• [DIRECTIVE]
Reproduce every one of the records below word for word, leaving out the pictures.
⟨
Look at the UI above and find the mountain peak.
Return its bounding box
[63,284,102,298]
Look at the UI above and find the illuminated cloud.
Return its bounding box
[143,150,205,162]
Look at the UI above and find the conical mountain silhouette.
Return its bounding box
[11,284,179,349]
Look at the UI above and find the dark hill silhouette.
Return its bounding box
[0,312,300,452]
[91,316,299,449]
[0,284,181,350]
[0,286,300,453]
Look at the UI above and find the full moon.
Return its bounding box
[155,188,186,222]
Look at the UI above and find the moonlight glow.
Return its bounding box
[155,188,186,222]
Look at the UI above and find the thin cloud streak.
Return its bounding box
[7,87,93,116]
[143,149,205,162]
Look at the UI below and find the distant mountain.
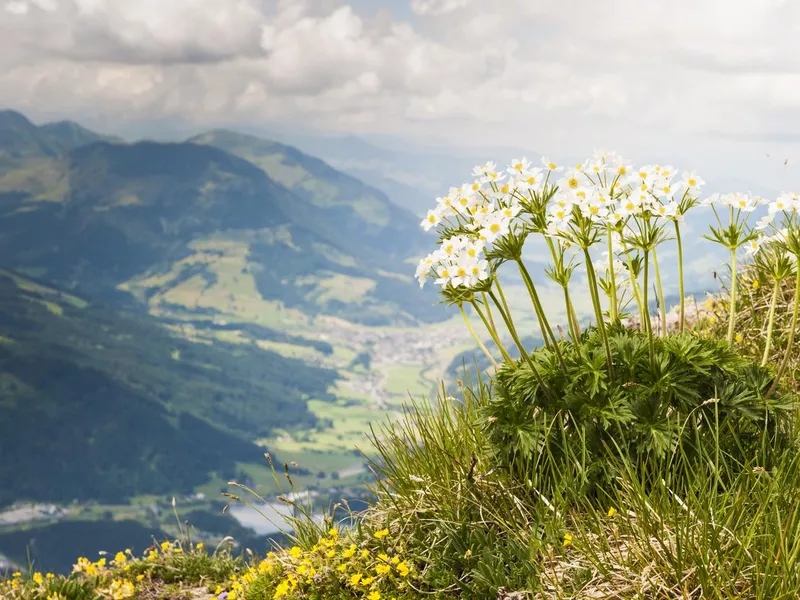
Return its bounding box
[0,272,336,506]
[276,135,538,215]
[0,110,117,165]
[39,121,122,152]
[0,125,442,324]
[189,130,427,257]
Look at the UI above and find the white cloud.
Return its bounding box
[0,0,800,184]
[411,0,472,15]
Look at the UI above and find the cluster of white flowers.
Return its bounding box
[548,151,705,235]
[416,151,705,287]
[756,192,800,230]
[416,158,556,287]
[701,192,768,213]
[416,235,489,287]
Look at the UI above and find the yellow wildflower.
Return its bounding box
[273,580,289,598]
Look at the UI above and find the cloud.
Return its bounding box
[0,0,800,185]
[0,0,264,65]
[411,0,472,15]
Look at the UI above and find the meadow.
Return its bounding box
[0,153,800,600]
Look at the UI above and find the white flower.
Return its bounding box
[728,193,757,212]
[434,262,455,287]
[681,171,706,191]
[506,156,531,176]
[581,200,608,221]
[744,237,763,256]
[472,161,497,179]
[420,210,442,231]
[653,200,678,219]
[514,168,544,192]
[617,195,643,217]
[414,252,436,287]
[480,212,510,244]
[556,169,589,192]
[542,156,562,173]
[657,165,675,182]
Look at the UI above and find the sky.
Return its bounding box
[0,0,800,191]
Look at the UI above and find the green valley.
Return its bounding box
[0,111,473,572]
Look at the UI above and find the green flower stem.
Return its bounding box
[516,259,566,367]
[642,250,656,365]
[489,290,552,399]
[458,304,499,369]
[544,236,581,346]
[608,225,618,323]
[583,248,614,378]
[761,279,781,367]
[765,256,800,399]
[564,285,581,346]
[481,292,499,346]
[472,300,514,364]
[728,248,738,345]
[625,250,646,331]
[652,248,667,336]
[675,219,686,333]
⟩
• [TASK OUTPUT]
Look at the UI above and find the mountain peak.
Return its bounding box
[63,284,102,298]
Look at the UI above and find the illuminated cloud.
Return its bounding box
[143,150,205,162]
Look at the UI above and find the conical mountain silhouette.
Return its bounding box
[11,284,179,349]
Look at the UI above and find the dark hill silhouette.
Return its bounding box
[0,312,300,452]
[91,316,299,449]
[0,284,181,350]
[0,286,300,453]
Look at the UI above and find the full moon.
Return its bounding box
[155,188,186,222]
Look at the UI above and find the moonlight glow.
Return its bounding box
[155,188,186,222]
Look at the UI above and find the thin cloud streak.
Return its bounding box
[7,87,93,116]
[143,149,205,162]
Look at the UI below and find the distant mountain.
Return its bounding box
[0,272,336,506]
[276,135,538,215]
[0,110,117,165]
[39,121,122,152]
[0,125,442,324]
[189,130,427,257]
Look at the UI above and find the white cloud.
Return its bounding box
[0,0,800,184]
[411,0,472,15]
Look at the UI above and find the cluster of white flowers.
Return its bounding box
[548,151,705,235]
[416,151,705,287]
[756,192,800,230]
[416,158,556,287]
[701,192,768,213]
[416,235,489,287]
Look at the UI above and find the yellow wildflower.
Return its bounding box
[273,580,289,598]
Look at the UI above and find the cloud.
Return its bounding box
[0,0,800,185]
[0,0,264,65]
[411,0,472,15]
Look at the UI above and find the meadow.
Return its bounding box
[0,153,800,600]
Look at the UI above and find the white flower.
Return its bounding box
[728,193,757,212]
[434,262,455,287]
[681,171,706,191]
[506,156,531,176]
[581,200,608,221]
[744,237,763,256]
[472,161,497,179]
[420,210,442,231]
[653,200,678,219]
[514,168,544,192]
[617,195,643,217]
[414,252,436,287]
[480,212,510,244]
[556,169,589,192]
[542,156,562,173]
[657,165,675,182]
Look at the UI above and find the sky.
Return its bounding box
[0,0,800,191]
Look at the UI above and find the green valley.
Return its bounding box
[0,111,473,572]
Look at the UI above and find the green flower stem.
Return its bounding box
[516,259,566,367]
[642,250,656,365]
[489,290,552,399]
[458,304,499,369]
[544,236,581,346]
[608,225,618,323]
[583,248,614,378]
[761,279,781,367]
[765,256,800,399]
[564,285,581,346]
[481,292,499,346]
[472,300,514,364]
[728,248,738,345]
[625,250,646,331]
[652,248,667,336]
[675,219,686,333]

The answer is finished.